(Excerpted passage)
SPOTLIGHT: Kyle Bennett
Aliases: Chris Elliot, Dr. Bunson, some other guy also named Kyle Bennett who is a BMX pro
Trademark: referring to females as "gals", boundless sensitivity
A couple of days ago Kyle called while I was walking to a Marathon gas station to buy a six pack of Bud Light. We discussed a sweeping number of subjects which include but are not limited to the following:
1) Kyle bought a house in Portland, Oregon
2) Why blowing your money and moving your belongings into your parents' garage at the age of 30 is not necessarily humiliating or AT LEAST is only temporarily humiliating
3) How Kyle threw away his almanac when he remembered that he has the Internet
4) How I once slow danced to karaoke in Cody, WY
5) How I was considering crawling into bed to drink my beer under the covers because IT IS SO COLD IN OHIO.
6) Why Tara Reid should die.
Kyle admitted, when pressed, that he could never really kill anyone. He would just talk to Tara until she was crying and laying in a heap on the ground. Then he'd walk away. "Lighting a cigarette," I volunteered.

(Information provided)

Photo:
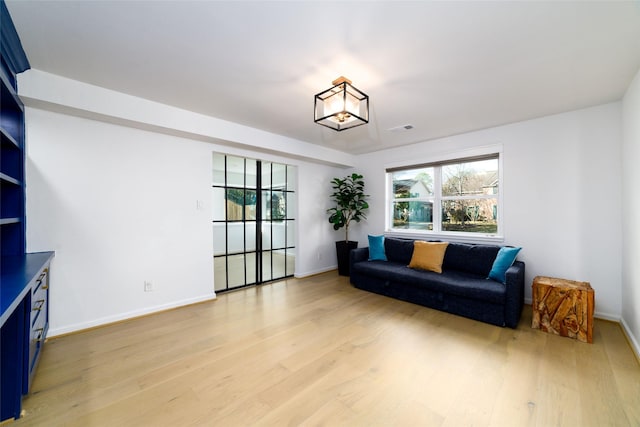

(Task objective) Swap "almanac" for "encyclopedia" in the Kyle Bennett spotlight, then write out the stretch starting with "SPOTLIGHT: Kyle Bennett" and going on through "COLD IN OHIO.".

(Complete answer)
SPOTLIGHT: Kyle Bennett
Aliases: Chris Elliot, Dr. Bunson, some other guy also named Kyle Bennett who is a BMX pro
Trademark: referring to females as "gals", boundless sensitivity
A couple of days ago Kyle called while I was walking to a Marathon gas station to buy a six pack of Bud Light. We discussed a sweeping number of subjects which include but are not limited to the following:
1) Kyle bought a house in Portland, Oregon
2) Why blowing your money and moving your belongings into your parents' garage at the age of 30 is not necessarily humiliating or AT LEAST is only temporarily humiliating
3) How Kyle threw away his encyclopedia when he remembered that he has the Internet
4) How I once slow danced to karaoke in Cody, WY
5) How I was considering crawling into bed to drink my beer under the covers because IT IS SO COLD IN OHIO.